#### Page ####
Etudiants et professeurs de l'université américaine Harvard espèrent que le maintien en poste de leur présidente éteindra la polémique "politique" sur des accusations d'antisémitisme au sein de cette institution à la renommée mondiale secouée par les conséquences de la guerre entre Israël et le Hamas.

Mardi, le campus historique au coeur de Cambridge, charmante bourgade à l'allure coloniale britannique toute dédiée à Harvard, était calme sous une jolie lumière hivernale, très loin des tensions des manifestations pro-palestiniennes du mois d'octobre.

Vestiges de ces protestations, quelques affichettes appellent à un "cessez-le-feu" à Gaza et affirment que "critiquer Israël" ou "dénoncer un génocide" sont "différents de l'antisémitisme".

Dans cette petite ville de l’agglomération de Boston, une des premières cités historiques du XVIIe siècle dans le nord-est des Etats-Unis, le peu d'étudiants et de professeurs qui acceptent de parler à l'AFP disent déplorer la "politisation" extrême -- alimentée aux Etats-Unis et en Israël -- d'accusations d'antisémitisme au sein de leur université.

Cette controverse a failli coûter son poste à la présidente de Harvard Claudine Gay, une professeure de sciences politiques de 53 ans d'origine haïtienne devenue cet été la première dirigeante noire américaine de ce temple du droit et de l'économie fondé il y a 368 ans.
#### Entrées de données ####
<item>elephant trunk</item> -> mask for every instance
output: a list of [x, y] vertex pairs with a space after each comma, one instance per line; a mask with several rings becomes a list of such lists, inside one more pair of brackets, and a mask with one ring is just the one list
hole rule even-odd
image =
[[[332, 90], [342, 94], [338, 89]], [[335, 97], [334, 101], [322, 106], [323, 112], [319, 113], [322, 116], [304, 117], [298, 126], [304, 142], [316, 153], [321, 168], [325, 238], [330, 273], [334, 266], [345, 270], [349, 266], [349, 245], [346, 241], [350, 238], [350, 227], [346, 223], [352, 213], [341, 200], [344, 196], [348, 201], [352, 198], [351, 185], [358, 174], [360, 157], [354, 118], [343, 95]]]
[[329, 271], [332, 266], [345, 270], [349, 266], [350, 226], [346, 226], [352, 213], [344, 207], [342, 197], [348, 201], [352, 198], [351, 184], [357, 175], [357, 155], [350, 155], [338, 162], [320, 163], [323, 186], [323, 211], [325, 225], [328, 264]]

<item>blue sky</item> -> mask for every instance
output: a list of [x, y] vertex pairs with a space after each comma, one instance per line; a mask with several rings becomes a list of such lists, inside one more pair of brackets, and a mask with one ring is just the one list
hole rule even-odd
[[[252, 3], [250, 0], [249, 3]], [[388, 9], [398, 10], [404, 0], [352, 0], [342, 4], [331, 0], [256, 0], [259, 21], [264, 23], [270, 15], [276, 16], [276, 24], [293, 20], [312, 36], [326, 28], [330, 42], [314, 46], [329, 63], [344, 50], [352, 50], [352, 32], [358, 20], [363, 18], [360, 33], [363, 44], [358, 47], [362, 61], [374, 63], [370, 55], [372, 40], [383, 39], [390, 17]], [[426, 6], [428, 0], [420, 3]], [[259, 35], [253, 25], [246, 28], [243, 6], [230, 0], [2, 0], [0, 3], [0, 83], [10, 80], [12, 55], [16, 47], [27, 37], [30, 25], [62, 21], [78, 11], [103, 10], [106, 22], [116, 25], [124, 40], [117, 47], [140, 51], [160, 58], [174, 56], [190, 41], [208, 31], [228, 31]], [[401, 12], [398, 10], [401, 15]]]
####
**Tâches à réaliser:**
A. Pourriez-vous réécrire en liste JSON de chaînes, à raison d'une chaîne par ligne et sans les lignes vides, tout le listing depuis son début jusqu'à la ligne contenant « 225], [328, 264]] », celle-ci comprise ?
B. Pouvez-vous prolonger l'article sur la polémique à Harvard à partir de l'endroit où il s'arrête ?

**Résultats par tâche:**
A.
[
  "<item>elephant trunk</item> -> mask for every instance",
  "output: a list of [x, y] vertex pairs with a space after each comma, one instance per line; a mask with several rings becomes a list of such lists, inside one more pair of brackets, and a mask with one ring is just the one list",
  "hole rule even-odd",
  "image =",
  "[[[332, 90], [342, 94], [338, 89]], [[335, 97], [334, 101], [322, 106], [323, 112], [319, 113], [322, 116], [304, 117], [298, 126], [304, 142], [316, 153], [321, 168], [325, 238], [330, 273], [334, 266], [345, 270], [349, 266], [349, 245], [346, 241], [350, 238], [350, 227], [346, 223], [352, 213], [341, 200], [344, 196], [348, 201], [352, 198], [351, 185], [358, 174], [360, 157], [354, 118], [343, 95]]]",
  "[[329, 271], [332, 266], [345, 270], [349, 266], [350, 226], [346, 226], [352, 213], [344, 207], [342, 197], [348, 201], [352, 198], [351, 184], [357, 175], [357, 155], [350, 155], [338, 162], [320, 163], [323, 186], [323, 211], [325, 225], [328, 264]]"
]

B.
- "Barre plus haut" -

"Qui devrait démissionner ou qui devrait rester? Je ne suis pas habilitée à donner mon avis mais je crois qu'en tant qu’institution on attend de nous un niveau d'exigence plus élevé, qu'on mette la barre plus haut" que des prises de positions polémiques pro-palestiniennes ou favorables à Israël, réagit ainsi Marisa Gann, étudiante de 19 ans venue du Mississippi.

Défendant la "réputation" d'excellence de Harvard, la jeune femme espère que la crise va s'apaiser avec le maintien en poste de Mme Gay.

De fait, la Corporation de Harvard, son instance dirigeante, lui a renouvelé mardi son "soutien" et sa "confiance" après qu'elle eut tenu des propos jugés ambivalents sur les questions liées à l'antisémitisme et à la sacro-sainte liberté d'expression aux Etats-Unis, lors d'une audition devant la Chambre des représentants du Congrès le 5 décembre.

Ryan Enos, professeur de sciences politiques, et l'un des 700 soutiens de Mme Gay, ne décolère pas face aux "pressions politiques venues de parlementaires du Congrès et d'Israël".

"Personne ne devrait politiser ces questions très graves (...) de la guerre au Moyen-Orient où des milliers de personnes meurent", tonne-t-il auprès de l'AFP.

De fait, le Premier ministre israélien Benjamin Netanyahu -- allié militaire et diplomatique des Etats-Unis, pays qui compte six millions de juifs -- avait dénoncé dimanche une "flambée d'antisémitisme sur les campus" américains.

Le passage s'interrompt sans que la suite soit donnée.